Collected data entries
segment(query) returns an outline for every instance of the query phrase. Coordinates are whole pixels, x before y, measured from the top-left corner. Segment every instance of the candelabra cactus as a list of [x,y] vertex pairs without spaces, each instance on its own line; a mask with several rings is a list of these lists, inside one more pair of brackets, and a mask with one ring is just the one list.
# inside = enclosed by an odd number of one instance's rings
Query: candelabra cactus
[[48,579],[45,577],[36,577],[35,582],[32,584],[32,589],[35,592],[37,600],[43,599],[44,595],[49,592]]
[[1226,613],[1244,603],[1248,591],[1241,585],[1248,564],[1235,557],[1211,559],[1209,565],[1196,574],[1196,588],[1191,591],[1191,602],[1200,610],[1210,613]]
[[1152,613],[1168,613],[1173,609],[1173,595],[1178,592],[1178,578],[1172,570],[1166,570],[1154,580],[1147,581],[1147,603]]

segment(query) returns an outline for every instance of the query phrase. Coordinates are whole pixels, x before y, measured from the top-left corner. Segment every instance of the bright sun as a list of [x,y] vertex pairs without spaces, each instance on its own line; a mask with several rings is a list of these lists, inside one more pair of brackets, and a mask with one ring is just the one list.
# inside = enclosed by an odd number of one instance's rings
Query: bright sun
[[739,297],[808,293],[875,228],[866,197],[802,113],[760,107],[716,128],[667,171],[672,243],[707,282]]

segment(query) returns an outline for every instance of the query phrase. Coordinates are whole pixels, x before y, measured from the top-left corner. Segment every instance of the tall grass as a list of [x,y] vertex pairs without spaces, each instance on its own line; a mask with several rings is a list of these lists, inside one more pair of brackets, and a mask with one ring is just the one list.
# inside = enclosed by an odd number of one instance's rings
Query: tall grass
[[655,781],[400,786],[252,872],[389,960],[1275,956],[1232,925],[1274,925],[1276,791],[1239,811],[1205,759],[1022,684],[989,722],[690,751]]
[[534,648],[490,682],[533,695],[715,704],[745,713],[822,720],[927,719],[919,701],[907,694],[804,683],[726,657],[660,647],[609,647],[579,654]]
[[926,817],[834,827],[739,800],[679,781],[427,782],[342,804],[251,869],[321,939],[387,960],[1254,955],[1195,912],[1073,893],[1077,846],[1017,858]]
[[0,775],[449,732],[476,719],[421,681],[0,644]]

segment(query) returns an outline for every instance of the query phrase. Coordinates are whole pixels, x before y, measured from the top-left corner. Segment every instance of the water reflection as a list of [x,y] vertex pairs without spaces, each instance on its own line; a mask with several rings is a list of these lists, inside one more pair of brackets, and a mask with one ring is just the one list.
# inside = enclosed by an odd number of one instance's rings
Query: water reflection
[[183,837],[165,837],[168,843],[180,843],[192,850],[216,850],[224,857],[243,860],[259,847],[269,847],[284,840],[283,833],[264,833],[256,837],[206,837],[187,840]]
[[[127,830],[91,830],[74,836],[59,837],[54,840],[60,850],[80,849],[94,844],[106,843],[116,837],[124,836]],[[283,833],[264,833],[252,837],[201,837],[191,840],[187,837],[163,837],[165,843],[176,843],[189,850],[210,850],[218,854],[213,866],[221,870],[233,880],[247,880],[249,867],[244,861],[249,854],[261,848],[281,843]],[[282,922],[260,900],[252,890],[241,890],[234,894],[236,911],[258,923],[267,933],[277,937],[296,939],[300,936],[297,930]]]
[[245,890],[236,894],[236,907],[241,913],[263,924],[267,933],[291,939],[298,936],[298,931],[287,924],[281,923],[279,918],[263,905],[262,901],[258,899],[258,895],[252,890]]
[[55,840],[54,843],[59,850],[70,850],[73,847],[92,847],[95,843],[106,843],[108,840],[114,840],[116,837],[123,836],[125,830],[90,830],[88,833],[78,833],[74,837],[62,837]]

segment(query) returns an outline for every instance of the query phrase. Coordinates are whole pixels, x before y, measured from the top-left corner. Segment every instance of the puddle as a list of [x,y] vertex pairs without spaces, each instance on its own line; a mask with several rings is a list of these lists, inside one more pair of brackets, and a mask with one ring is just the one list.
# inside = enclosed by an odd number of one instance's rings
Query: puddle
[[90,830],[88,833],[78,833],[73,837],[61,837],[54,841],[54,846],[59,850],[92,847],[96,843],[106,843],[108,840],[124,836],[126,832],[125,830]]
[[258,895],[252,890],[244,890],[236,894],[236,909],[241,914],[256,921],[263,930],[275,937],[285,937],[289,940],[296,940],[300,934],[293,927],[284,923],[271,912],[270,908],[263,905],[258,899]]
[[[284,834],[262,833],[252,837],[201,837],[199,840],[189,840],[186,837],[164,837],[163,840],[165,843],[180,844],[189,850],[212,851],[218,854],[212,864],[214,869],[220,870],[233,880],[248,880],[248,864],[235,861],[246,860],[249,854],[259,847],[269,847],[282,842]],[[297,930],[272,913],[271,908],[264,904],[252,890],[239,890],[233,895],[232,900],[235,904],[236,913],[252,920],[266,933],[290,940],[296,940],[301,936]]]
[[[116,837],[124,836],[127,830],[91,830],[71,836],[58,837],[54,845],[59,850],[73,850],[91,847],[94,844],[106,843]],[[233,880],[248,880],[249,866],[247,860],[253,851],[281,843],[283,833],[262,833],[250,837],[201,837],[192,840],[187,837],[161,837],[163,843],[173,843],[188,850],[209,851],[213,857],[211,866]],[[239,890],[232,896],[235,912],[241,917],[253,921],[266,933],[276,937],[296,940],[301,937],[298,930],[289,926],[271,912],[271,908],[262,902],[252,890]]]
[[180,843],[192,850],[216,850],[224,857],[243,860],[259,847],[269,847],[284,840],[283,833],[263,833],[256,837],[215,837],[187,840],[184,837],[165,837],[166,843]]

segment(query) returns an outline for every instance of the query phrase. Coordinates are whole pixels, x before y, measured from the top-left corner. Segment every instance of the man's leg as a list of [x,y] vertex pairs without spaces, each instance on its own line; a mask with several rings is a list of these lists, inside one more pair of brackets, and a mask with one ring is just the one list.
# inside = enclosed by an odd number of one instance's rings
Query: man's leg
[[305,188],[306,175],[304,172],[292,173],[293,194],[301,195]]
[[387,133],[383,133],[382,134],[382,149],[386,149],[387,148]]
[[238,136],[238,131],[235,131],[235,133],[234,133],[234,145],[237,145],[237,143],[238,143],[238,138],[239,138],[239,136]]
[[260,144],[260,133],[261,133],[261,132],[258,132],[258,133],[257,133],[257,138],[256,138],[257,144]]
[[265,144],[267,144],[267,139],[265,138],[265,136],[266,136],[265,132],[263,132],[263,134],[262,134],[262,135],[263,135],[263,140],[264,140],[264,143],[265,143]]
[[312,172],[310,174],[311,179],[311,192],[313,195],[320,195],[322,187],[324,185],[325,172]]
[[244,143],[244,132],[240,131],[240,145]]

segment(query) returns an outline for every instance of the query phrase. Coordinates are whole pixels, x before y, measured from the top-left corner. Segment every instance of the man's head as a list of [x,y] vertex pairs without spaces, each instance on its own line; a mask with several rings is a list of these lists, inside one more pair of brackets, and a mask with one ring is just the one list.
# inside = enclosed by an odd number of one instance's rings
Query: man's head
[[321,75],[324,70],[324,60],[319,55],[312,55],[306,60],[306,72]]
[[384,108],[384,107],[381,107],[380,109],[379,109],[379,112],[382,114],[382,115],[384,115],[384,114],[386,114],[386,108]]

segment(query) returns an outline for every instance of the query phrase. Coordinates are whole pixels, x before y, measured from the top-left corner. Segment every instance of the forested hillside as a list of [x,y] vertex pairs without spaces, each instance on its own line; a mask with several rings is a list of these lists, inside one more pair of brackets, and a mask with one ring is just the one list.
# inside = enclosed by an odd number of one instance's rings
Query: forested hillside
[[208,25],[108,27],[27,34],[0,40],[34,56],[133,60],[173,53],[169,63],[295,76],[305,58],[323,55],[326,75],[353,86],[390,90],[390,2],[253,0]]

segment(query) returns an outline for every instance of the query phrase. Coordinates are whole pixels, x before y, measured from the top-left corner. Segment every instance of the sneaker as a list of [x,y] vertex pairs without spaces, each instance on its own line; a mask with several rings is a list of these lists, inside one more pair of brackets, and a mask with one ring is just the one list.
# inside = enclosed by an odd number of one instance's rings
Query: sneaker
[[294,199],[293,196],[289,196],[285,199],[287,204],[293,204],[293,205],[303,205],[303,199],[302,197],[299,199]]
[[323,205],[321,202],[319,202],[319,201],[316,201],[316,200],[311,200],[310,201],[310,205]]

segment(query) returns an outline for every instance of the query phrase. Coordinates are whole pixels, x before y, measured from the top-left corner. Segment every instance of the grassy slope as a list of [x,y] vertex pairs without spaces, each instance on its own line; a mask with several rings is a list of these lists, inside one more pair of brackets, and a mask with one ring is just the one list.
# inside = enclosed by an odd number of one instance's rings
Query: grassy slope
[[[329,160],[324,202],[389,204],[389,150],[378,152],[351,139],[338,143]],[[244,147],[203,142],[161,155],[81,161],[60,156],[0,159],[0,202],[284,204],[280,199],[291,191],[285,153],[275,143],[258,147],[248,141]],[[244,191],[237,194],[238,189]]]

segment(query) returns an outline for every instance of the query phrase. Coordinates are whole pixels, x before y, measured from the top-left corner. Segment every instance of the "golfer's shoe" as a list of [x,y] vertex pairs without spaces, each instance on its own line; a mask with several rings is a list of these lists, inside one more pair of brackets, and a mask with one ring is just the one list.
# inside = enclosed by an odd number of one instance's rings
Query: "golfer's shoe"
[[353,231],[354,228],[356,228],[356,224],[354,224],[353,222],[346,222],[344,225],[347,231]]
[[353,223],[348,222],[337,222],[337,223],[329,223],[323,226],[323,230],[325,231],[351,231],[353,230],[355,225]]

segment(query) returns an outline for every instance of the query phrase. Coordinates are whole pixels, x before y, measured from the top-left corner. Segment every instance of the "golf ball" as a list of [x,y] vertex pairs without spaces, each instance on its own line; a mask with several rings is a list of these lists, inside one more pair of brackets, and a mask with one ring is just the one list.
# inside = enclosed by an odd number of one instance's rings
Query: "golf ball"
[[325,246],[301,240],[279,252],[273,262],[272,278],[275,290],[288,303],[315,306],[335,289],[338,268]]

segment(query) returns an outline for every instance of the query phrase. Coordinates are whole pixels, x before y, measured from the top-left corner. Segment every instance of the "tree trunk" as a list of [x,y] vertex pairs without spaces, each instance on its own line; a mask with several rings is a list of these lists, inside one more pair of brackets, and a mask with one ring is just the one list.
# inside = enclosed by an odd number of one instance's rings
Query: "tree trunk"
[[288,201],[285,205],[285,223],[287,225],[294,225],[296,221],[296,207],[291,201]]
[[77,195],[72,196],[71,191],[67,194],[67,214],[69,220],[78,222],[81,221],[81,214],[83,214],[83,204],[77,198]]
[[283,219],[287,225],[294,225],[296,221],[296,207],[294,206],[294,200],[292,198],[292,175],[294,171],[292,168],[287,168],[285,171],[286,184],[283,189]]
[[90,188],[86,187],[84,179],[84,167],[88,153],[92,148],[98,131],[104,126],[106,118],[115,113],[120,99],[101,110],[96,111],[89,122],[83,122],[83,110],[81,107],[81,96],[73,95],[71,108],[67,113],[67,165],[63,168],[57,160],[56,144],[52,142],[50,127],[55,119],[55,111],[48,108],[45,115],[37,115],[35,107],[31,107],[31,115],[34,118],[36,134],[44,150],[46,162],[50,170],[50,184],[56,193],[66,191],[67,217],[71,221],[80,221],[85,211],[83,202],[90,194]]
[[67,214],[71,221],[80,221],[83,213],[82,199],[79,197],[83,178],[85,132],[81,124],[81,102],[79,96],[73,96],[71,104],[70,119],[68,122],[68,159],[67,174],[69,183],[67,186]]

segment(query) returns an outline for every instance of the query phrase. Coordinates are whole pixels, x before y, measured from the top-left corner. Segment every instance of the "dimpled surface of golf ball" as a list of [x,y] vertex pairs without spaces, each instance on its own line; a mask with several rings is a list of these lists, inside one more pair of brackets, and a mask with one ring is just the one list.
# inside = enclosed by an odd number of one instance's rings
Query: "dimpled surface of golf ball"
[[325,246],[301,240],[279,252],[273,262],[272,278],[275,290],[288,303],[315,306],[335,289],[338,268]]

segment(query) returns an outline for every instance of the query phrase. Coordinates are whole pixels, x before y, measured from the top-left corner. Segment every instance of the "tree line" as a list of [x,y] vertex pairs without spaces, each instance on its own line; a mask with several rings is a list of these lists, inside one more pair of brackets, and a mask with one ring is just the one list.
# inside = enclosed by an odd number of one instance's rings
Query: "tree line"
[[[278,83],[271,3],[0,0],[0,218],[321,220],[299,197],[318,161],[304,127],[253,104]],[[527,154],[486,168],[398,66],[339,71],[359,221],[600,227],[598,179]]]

=== Exercise description ===
In the records above, find the line with "Query: man's head"; write out exactly that line and each one after it, stopping after the line with "of the forested".

=== Answer to the problem ===
Query: man's head
[[321,75],[324,70],[324,60],[319,55],[312,55],[306,60],[306,72]]
[[384,108],[384,107],[381,107],[380,109],[379,109],[379,112],[382,114],[382,115],[384,115],[384,114],[386,114],[386,108]]

segment(query) returns an outline for every instance of the query phrase. Coordinates are whole pixels, x before y, measured from the top-left corner. Segment every instance of the forested hillside as a list of [x,y] vertex pairs without spaces, each instance on its own line; a mask with several rings is a list of these lists, inside one more pair of brackets, and a mask with one ring is just the one list.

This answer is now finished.